Objectives =>
(a) Repeat the Continental Casualty v. Argentina case summary word for word, starting with "Decision on Stay" and going on through "Nader (respondent appointee)".
(b) According to the Continental Casualty v. Argentina case summary, who served as president of the arbitral tribunal?
(c) Resume the Continental Casualty v. Argentina case summary after its final line.

Source document =>
■ ■ ■ ■ ■ ■ ■
Continental Casualty v. Argentina

Continental Casualty Co. v. Republic of Argentina, ICSID Case No. ARB/03/9

(Originally published in 2011 in International Investment Law and Sustainable Development: Key cases from 2000–2010; republished on this website on October 18, 2018. Read more here.)

Decisions and award available at https://www.italaw.com/cases/329

Keywords

Expropriation, fair and equitable treatment, legitimate expectations, margin of appreciation, necessity defence, reference to other bodies/principles of law, umbrella clause

Key dates

Request for Arbitration: 17 July 2003

Decision on Jurisdiction: 22 February 2006

Award: 5 September 2008

Decision on Preliminary Objection to Application for Annulment: 23 October 2009

Decision on Stay of Enforcement of Award: 23 October 2009

Decision on Annulment: Pending[1]

Arbitrators

Prof. Giorgio Sacerdoti (president)

Mr. V. V. Veeder (claimant appointee)

Lic. Michell Nader (respondent appointee)

Forum and applicable procedural rules

International Centre for Settlement of Investment Disputes (ICSID)

ICSID Rules of Procedure for Arbitration Proceedings

Applicable treaty

United States–Argentina Bilateral Investment Treaty (BIT)
■ ■ ■ ■ ■ ■ ■
Excerpted records =>
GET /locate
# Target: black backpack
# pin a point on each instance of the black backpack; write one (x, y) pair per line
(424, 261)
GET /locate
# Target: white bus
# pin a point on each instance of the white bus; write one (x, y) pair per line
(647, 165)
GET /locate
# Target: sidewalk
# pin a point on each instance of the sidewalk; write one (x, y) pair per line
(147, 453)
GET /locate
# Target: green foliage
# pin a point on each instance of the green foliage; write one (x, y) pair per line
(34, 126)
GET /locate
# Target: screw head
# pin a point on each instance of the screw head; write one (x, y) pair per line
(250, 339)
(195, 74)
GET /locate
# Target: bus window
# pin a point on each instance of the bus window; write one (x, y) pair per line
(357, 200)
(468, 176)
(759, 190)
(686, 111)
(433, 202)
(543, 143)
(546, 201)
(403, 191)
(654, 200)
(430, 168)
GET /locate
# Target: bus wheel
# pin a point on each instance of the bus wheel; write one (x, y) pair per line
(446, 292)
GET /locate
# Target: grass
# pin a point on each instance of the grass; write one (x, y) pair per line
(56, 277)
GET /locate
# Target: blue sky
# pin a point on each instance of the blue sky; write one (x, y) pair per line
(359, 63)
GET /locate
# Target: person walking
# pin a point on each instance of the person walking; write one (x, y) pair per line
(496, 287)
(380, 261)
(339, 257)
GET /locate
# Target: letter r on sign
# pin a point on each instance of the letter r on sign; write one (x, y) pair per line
■ ■ ■ ■ ■ ■ ■
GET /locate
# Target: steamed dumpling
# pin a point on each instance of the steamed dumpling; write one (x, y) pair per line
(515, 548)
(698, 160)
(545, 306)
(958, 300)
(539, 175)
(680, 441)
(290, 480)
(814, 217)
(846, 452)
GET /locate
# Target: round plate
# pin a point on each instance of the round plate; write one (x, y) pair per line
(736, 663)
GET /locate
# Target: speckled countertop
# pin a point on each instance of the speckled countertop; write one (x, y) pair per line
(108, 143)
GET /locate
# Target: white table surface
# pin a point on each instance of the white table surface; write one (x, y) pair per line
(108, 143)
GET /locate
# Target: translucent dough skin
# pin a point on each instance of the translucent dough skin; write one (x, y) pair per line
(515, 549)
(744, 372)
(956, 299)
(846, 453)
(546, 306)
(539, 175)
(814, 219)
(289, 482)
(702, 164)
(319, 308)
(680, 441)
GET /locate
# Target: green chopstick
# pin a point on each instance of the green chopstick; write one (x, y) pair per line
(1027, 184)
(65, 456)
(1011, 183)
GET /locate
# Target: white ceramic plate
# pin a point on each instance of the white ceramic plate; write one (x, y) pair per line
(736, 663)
■ ■ ■ ■ ■ ■ ■
Responses by task =>
(a)
Decision on Stay of Enforcement of Award: 23 October 2009

Decision on Annulment: Pending[1]

Arbitrators

Prof. Giorgio Sacerdoti (president)

Mr. V. V. Veeder (claimant appointee)

Lic. Michell Nader (respondent appointee)

(b) Prof. Giorgio Sacerdoti

(c)
Alleged treaty violations

  • Expropriation
  • Fair and equitable treatment
  • Transfers relating to an investment
  • Umbrella clause

Other legal issues raised

  • Interpretation—reference to other bodies/principles of law
  • Margin of appreciation
  • Necessity defence

1.0 Case Summary

1.1 Factual background

This case is one of the more than forty investment treaty arbitrations brought by investors challenging measures taken by Argentina in response to its 2001–2002 financial crisis. In June 1997, prior to the crisis, Continental Casualty (“Continental”), a U.S. company, acquired a 70 per cent shareholding in one of Argentina’s leading providers of workers’ compensation insurance services. In December 2000, Continental increased ownership of its Argentine subsidiary to 99.9995 per cent and the subsidiary’s name was changed to CNA ART.

According to Continental, prior to March 2001, the CNA ART investment portfolio was primarily in assets denominated in Argentine pesos, which were at the time fully convertible to U.S. dollars at a one-to-one exchange rate. In order to hedge the risk of devaluation during the financial crisis, CNA ART’s management decided to invest assets within Argentina in low-risk U.S.-denominated assets. Continental claimed that commencing in December 2001, Argentina enacted a series of decrees and resolutions that destroyed the legal security of the assets held by CNA ART and frustrated CNA ART’s ability to hedge against the risk of the devaluation of the peso. Inter alia, Argentina restricted transfers out of its territory, pesified U.S. dollar deposits, and pesified and defaulted on its debt instruments. Continental claimed that, due to these measures, it suffered losses of US$46,412,000 (paras. 16–19).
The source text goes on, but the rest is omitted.